══ Dataset entries

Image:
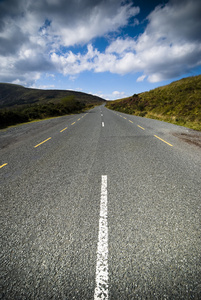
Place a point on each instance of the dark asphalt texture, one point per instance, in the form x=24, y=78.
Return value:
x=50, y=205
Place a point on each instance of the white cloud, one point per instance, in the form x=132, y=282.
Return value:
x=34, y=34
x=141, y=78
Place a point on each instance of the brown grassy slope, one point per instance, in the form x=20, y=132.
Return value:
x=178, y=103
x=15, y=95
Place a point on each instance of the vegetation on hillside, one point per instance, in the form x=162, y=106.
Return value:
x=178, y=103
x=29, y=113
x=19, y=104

════
══ Dataset entries

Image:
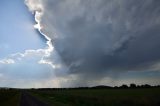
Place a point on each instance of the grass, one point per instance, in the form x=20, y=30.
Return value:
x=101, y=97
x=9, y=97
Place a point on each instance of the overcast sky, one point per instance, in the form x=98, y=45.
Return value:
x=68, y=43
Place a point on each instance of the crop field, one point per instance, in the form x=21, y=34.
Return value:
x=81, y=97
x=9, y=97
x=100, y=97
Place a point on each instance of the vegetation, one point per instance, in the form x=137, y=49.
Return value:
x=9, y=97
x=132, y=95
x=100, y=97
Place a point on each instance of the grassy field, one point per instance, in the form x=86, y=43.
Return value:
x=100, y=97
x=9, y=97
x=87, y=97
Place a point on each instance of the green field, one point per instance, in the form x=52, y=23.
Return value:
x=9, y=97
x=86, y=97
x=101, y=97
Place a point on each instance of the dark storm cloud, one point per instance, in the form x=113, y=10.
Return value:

════

Exercise details:
Can you gather every line above that contains the string "vegetation" and copy each one out in full?

Exercise output:
Place a point on each instance of the vegetation on hillside, one point per instance, in the form x=162, y=106.
Place a point on each instance of the vegetation, one point per instance, in the form x=137, y=49.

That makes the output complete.